— start of SUPPLIED RECORDS —

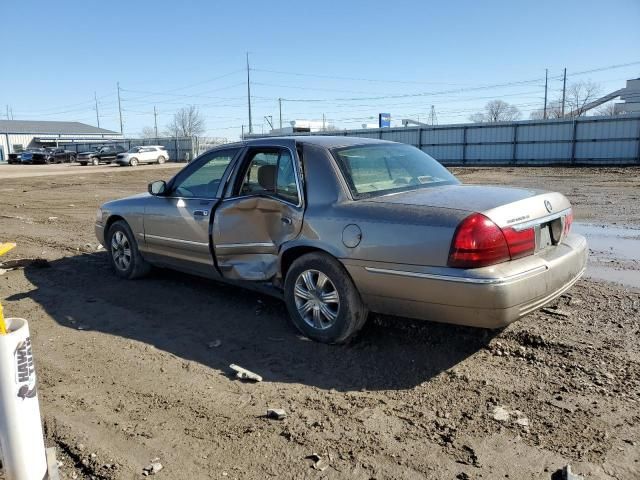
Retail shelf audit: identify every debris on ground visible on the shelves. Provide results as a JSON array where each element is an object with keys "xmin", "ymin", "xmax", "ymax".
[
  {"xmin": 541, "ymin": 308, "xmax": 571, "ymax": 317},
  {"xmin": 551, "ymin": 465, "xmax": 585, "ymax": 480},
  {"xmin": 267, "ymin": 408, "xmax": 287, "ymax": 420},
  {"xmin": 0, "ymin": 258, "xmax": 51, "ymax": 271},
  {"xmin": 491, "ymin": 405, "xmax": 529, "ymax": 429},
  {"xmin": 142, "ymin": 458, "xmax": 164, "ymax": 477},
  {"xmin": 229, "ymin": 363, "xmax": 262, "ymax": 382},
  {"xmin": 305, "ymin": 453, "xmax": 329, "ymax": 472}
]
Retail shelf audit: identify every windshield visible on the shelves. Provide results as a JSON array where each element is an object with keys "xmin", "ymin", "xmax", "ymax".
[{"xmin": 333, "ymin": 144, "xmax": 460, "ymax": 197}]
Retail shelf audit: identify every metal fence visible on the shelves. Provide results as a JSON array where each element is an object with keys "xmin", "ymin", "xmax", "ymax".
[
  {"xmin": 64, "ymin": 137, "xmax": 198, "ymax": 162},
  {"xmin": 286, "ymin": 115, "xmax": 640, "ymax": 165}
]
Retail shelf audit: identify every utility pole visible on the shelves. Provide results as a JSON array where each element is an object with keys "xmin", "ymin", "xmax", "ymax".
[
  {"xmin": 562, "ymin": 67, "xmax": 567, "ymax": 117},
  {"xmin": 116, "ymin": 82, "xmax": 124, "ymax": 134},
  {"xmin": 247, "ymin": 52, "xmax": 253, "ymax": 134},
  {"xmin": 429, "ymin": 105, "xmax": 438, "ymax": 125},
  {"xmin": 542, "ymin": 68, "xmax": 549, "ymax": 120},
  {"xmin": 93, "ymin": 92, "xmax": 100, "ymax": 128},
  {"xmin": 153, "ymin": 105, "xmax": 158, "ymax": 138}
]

— end of SUPPLIED RECORDS —
— start of SUPPLIED RECORDS —

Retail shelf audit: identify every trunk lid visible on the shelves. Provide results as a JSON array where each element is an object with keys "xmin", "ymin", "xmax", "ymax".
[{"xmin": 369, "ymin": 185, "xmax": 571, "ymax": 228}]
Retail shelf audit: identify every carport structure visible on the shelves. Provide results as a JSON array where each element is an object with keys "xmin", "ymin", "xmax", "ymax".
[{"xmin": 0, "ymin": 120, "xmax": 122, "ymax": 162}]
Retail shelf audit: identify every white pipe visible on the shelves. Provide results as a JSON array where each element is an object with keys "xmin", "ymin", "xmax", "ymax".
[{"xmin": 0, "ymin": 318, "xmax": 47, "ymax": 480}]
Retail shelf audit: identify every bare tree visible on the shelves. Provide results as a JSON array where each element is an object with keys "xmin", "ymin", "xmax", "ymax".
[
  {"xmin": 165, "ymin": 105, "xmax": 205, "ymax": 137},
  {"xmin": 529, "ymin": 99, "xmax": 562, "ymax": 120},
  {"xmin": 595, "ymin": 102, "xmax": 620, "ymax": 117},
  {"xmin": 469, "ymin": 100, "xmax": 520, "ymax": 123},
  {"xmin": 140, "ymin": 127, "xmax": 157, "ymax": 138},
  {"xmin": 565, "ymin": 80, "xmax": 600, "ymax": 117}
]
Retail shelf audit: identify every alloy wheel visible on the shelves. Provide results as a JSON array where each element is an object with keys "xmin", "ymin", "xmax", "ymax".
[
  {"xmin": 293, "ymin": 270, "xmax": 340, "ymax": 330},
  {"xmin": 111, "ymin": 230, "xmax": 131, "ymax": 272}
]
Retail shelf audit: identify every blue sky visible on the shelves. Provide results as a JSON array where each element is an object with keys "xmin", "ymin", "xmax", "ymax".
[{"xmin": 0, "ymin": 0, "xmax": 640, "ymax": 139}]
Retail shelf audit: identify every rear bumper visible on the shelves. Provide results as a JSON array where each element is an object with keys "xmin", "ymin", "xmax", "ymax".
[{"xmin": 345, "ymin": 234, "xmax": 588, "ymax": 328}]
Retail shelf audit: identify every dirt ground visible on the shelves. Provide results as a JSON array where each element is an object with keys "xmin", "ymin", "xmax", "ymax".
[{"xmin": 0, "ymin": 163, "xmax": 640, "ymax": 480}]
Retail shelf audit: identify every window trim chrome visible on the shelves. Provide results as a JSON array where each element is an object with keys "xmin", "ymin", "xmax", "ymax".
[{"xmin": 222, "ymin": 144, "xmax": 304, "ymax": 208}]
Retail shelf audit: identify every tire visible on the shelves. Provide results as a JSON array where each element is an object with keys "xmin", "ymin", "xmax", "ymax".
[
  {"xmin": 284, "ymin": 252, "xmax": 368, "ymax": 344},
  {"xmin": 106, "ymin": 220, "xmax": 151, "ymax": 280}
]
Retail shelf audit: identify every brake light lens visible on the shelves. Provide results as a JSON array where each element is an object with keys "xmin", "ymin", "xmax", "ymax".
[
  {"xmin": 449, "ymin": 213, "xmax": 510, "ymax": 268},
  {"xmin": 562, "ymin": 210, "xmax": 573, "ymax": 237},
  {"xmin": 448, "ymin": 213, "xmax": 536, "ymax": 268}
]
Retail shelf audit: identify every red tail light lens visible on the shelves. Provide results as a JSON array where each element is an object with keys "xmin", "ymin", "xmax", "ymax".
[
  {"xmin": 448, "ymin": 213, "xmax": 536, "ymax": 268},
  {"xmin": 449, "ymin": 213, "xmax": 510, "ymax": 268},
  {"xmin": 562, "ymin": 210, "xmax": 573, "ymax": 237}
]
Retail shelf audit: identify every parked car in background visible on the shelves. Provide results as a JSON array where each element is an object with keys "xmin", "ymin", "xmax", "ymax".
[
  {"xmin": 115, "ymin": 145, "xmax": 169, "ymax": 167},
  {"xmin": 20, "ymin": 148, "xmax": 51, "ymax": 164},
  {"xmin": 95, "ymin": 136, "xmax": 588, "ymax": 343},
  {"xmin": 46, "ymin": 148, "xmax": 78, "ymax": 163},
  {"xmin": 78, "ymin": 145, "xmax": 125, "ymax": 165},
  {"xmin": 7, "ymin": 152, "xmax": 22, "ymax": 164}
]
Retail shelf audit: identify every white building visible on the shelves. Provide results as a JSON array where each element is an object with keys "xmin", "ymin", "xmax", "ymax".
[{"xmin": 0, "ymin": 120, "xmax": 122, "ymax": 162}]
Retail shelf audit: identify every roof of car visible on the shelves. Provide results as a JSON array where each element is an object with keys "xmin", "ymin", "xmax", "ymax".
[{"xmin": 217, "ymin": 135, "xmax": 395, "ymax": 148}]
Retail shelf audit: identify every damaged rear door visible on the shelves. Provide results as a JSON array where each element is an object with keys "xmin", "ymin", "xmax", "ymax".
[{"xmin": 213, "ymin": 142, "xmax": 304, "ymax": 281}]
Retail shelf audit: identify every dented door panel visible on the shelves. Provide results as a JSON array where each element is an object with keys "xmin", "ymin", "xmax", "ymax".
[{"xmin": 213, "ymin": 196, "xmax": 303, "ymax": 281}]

— end of SUPPLIED RECORDS —

WORK TO COMPLETE: Filter the lines above and copy out, in full, each one that contains the word "door".

TASK OUTPUT:
Retail shelf audit: identify every damaged rear door visible on the shelves. Provide results as a JSON array where each element is an object with keys "xmin", "ymin", "xmax", "ymax".
Retail shelf audit: identify every dented door panel visible on the shelves. Provide results as a JSON array where each element is an object with keys "xmin", "ymin", "xmax", "ymax".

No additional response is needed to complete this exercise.